### Data records

——

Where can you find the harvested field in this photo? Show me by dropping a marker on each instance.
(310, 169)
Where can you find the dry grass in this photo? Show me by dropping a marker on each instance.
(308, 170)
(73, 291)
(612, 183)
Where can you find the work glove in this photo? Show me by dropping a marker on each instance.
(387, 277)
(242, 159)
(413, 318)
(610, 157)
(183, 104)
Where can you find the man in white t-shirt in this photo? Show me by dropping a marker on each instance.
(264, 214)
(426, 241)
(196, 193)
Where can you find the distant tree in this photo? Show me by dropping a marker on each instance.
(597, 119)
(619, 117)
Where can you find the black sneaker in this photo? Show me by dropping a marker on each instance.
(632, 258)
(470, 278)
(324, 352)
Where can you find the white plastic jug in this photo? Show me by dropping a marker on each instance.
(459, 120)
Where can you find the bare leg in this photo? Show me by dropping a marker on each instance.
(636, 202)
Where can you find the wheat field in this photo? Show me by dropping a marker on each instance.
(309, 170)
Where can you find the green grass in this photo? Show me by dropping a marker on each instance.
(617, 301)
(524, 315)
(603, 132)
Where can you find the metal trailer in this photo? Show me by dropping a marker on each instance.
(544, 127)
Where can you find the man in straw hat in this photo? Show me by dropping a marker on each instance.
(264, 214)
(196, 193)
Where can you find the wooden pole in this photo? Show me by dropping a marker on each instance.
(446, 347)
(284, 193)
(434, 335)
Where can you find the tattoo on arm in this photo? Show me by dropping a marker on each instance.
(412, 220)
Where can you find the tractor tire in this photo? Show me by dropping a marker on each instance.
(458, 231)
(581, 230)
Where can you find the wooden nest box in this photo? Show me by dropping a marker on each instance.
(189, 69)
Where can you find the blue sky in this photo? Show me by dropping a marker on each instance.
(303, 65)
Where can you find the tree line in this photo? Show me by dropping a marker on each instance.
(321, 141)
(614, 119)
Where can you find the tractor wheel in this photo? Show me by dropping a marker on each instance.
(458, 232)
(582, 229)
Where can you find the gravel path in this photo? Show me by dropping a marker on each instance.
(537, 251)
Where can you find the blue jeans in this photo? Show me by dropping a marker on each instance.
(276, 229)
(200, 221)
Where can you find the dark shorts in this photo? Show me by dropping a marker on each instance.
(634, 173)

——

### Written problem
Print the material above exactly as it appears, line for line.

### Answer
Where can you find the harvested field in this photo? Show me by dropping a marker on each instance.
(310, 169)
Where can you find the dry grass in this photo? Show me by dropping a marker on each instance.
(308, 170)
(73, 291)
(612, 183)
Where can you find the work glove in this photo? Show me by dropping a marker on each instance.
(387, 277)
(242, 159)
(413, 318)
(610, 157)
(183, 104)
Where can you find the man in white t-shirt in this photo? Show me by dropping a marker on each instance.
(264, 214)
(426, 241)
(196, 193)
Where can you find the distant tree in this photo? Show me by dropping a marker on each instance.
(597, 119)
(619, 117)
Where can you find the black sneaker in this photo? Show me by dropping a marker on each instance.
(632, 258)
(470, 278)
(324, 352)
Where can you find the white plastic jug in this photo? Show me by dropping a marker on each instance.
(459, 120)
Where can you find the bare leg in this photo? Show me by dropping a marker on each instance.
(636, 202)
Where can you find the wheat field in this photo? Show me by dropping a marker on each instance.
(309, 170)
Where can you find the green grass in this photo? Show me by dropping a marker on each instance.
(617, 301)
(524, 315)
(603, 132)
Where can you find the metal trailer in this photo? Show me by dropping a marker on each instance.
(544, 127)
Where can you find the man in straw hat in this photo? Show me by dropping a marker on each instance.
(264, 214)
(196, 193)
Where can you find the wooden pole in this photo? Show me by dropping a marker on each instance.
(446, 347)
(284, 193)
(434, 335)
Where can you find the tattoo on arm in this photo? Show me by dropping a marker on each instance.
(412, 220)
Where can you find the tractor tire in this photo? Show me by dropping a marker on each instance.
(458, 231)
(581, 230)
Where can you find the wooden nest box in this photo? Show me by dropping a marker on each instance.
(189, 69)
Where can you find the blue sky in this photo? Show me by dropping a marker on each instance.
(303, 65)
Where can you find the tree line in this photo? Show me by dropping a marker on each instance.
(321, 141)
(614, 119)
Where can you find the tractor wheel in this photo? Show me by dropping a marker on each instance.
(458, 232)
(582, 229)
Where can you find the gravel path in this photo? Show me by dropping a marker on each instance.
(537, 251)
Where can you find the blue jeans in this photo? Show me by dropping a marker on each instance.
(276, 229)
(200, 221)
Where can you find the dark shorts in this photo? Show me by dropping a marker on each instance.
(634, 173)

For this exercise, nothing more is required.